REQUIRED WORK >>
Collect every line in the entries below that contains the string "girl", and copy each of those lines unchanged.

***** RECORDS FOR THE EXERCISE *****

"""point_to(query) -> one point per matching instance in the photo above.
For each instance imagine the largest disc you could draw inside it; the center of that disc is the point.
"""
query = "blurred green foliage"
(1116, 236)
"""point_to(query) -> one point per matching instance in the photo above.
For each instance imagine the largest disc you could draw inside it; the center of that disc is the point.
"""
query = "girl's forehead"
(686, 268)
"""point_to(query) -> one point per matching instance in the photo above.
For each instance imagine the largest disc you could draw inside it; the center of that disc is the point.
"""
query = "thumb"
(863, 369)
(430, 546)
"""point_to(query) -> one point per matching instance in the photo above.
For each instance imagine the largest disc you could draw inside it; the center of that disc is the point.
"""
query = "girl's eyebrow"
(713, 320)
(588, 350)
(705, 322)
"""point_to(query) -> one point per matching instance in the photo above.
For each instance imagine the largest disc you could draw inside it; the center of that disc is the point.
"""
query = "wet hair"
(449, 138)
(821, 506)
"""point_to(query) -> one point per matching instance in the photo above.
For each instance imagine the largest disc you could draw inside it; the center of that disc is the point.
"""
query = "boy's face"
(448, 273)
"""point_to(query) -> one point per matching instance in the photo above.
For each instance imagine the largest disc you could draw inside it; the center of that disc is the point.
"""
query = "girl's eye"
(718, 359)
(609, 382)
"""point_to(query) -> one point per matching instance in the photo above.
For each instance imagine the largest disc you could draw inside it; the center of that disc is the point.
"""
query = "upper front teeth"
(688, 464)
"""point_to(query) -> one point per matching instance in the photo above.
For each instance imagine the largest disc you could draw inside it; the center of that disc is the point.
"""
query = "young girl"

*****

RESPONSE >>
query = "girl's forehead"
query = "girl's eyebrow"
query = "girl's eye"
query = "young girl"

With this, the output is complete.